● **TAAKVEREISTEN**
A: Kopieer uit het fragment over de prostitutiebranche letterlijk het stuk dat begint bij de woorden "De prostitutiebranche verandert" en houd op na de woorden "Plaatselijke Verordening (APV)".
B: Leg in één tot drie zinnen uit waarom volgens het fragment over de prostitutiebranche vormen van criminaliteit zoals mensenhandel en uitbuiting op de loer liggen.
C: Beantwoord de volgende vragen over het fragment over de prostitutiebranche:
(i) Hoeveel seksinrichtingen zijn in Soest maximaal toegestaan?
(ii) Van welke vorm van prostitutie krijgen traditionele locatiegebonden vergunde vormen in toenemende mate concurrentie?
(iii) Waarover gaan de regels in de APV voor alle prostitutiebedrijven en prostituees vooral?

● **FRAGMENT**
———

Veranderingen in de prostitutiebranche1

De prostitutiebranche verandert voortdurend en wordt gekenmerkt door een hoge mobiliteit van sekswerkers. Deze kenmerken worden versterkt door de opkomst en mogelijkheden die internet biedt. De anonimiteit en snelheid van handelen via internet maakt dat vormen van criminaliteit zoals mensenhandel en uitbuiting op de loer liggen. Traditionele locatiegebonden vergunde vormen van prostitutie krijgen in toenemende mate concurrentie van (illegale) prostitutie, die wordt aangeboden via het internet en mobiele telefonie. Deze vormen vergen een andere inzet van expertise en mankracht dan bij het toezicht en handhaving op de traditionele vormen van prostitutie. Informatie-uitwisseling en regelmatige controles zijn noodzakelijk om signalen van misstanden in de seksbranche op te vangen.

1.2 Huidige situatie in Soest

De huidige regulering in de Algemeen Plaatselijke Verordening (APV)

In de APV wordt ingegaan op de voorwaarden voor een vergunning van een seksbedrijf en de regels voor alle seksbedrijven, prostitutiebedrijven en prostituees. Het college kan specifieke locaties van de seksinrichtingen aanwijzen en de burgemeester kan een maximum stellen aan het aantal vergunningen voor seksinrichtingen. In Soest is maximaal één seksinrichting toegestaan. Daarnaast worden de weigerings- en intrekkingsgronden van de vergunning beschreven.

 

In de APV staan ook regels met betrekking tot alle seksbedrijven, zoals de sluitingstijden van seksinrichtingen en de informatie die een seksbedrijf in een advertentie moet vermelden. De regels met betrekking tot alle prostitutiebedrijven en prostituees gaan vooral over de leeftijd en verblijfstitel van de prostituees en het bedrijfsplan van een prostitutiebedrijf.

———

● **AANGELEVERDE GEGEVENS**
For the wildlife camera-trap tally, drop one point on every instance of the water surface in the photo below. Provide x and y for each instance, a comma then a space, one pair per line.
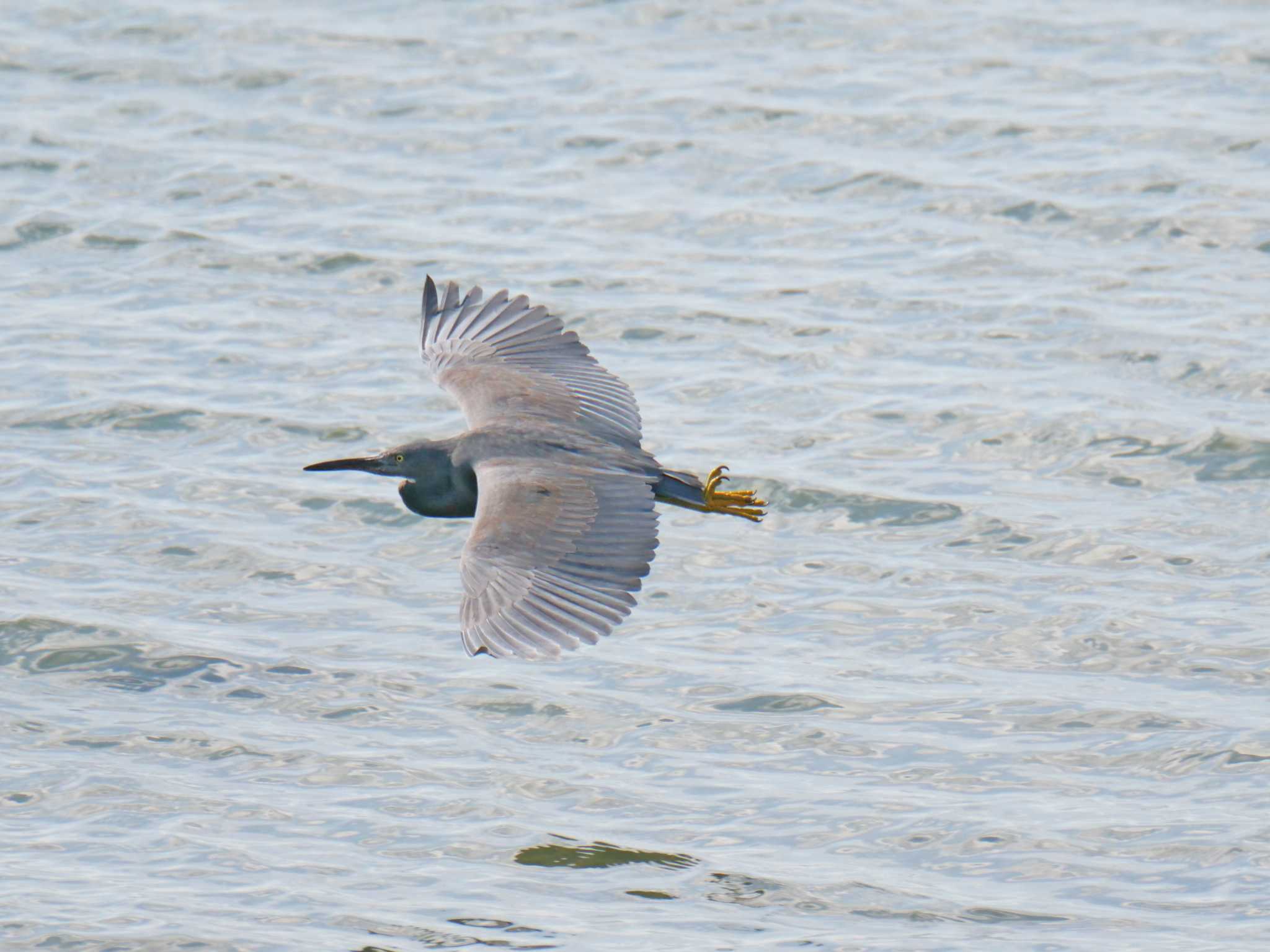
975, 296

———

● **ANTWOORDEN**
A:
De prostitutiebranche verandert voortdurend en wordt gekenmerkt door een hoge mobiliteit van sekswerkers. Deze kenmerken worden versterkt door de opkomst en mogelijkheden die internet biedt. De anonimiteit en snelheid van handelen via internet maakt dat vormen van criminaliteit zoals mensenhandel en uitbuiting op de loer liggen. Traditionele locatiegebonden vergunde vormen van prostitutie krijgen in toenemende mate concurrentie van (illegale) prostitutie, die wordt aangeboden via het internet en mobiele telefonie. Deze vormen vergen een andere inzet van expertise en mankracht dan bij het toezicht en handhaving op de traditionele vormen van prostitutie. Informatie-uitwisseling en regelmatige controles zijn noodzakelijk om signalen van misstanden in de seksbranche op te vangen.

1.2 Huidige situatie in Soest

De huidige regulering in de Algemeen Plaatselijke Verordening (APV)

B: Dat komt door de anonimiteit en de snelheid van handelen via internet. Volgens het fragment maken die kenmerken dat vormen van criminaliteit zoals mensenhandel en uitbuiting op de loer liggen.

C:
(i) In Soest is maximaal één seksinrichting toegestaan.
(ii) Ze krijgen concurrentie van (illegale) prostitutie die wordt aangeboden via het internet en mobiele telefonie.
(iii) Die regels gaan vooral over de leeftijd en de verblijfstitel van de prostituees en over het bedrijfsplan van een prostitutiebedrijf.